Cosa occorre –
Rispondi, basandoti sul testo sui potenziali evocati uditivi, a queste domande:
1. In quali neonati il test può essere usato come screening alla nascita?
2. Da chi deve essere effettuato il test?
3. Dove vengono posti in genere gli elettrodi?

Il test dei potenziali evocati uditivi può essere effettuato anche come valutazione di screening alla nascita, in neonati considerati a rischio di deficit uditivo congenito (per esempio, perché nati da uno o entrambi i genitori affetti da sordità) oppure a causa, per esempio, di patologie infettive virali o esposizione a sostanze ototossiche della madre in gravidanza.

Come vengono eseguiti i potenziali evocati uditivi

Il test dei potenziali evocati uditivi è un’indagine diagnostica specialistica, che deve essere effettuata da professionisti esperti di disturbi dell’udito e dell’equilibrio.

Per eseguire il test, è innanzitutto necessario che il medico applichi sulla superficie della testa del soggetto da esaminare, in posizioni standardizzate prestabilite, alcuni elettrodi che avranno lo scopo di registrare la risposta funzionale delle strutture nervose sollecitate. In genere, gli elettrodi vengono posti sul cuoio capelluto al vertice della testa e in corrispondenza di ciascun lobo cerebrale, analogamente a quanto avviene nel caso dell’elettroencefalogramma (EEG).

Materiale fornito –
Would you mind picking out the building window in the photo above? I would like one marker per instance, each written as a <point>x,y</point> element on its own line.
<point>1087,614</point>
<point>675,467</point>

Risultato dell'esercizio –
1. Nei neonati considerati a rischio di deficit uditivo congenito.
2. Da professionisti esperti di disturbi dell'udito e dell'equilibrio.
3. Sul cuoio capelluto al vertice della testa e in corrispondenza di ciascun lobo cerebrale.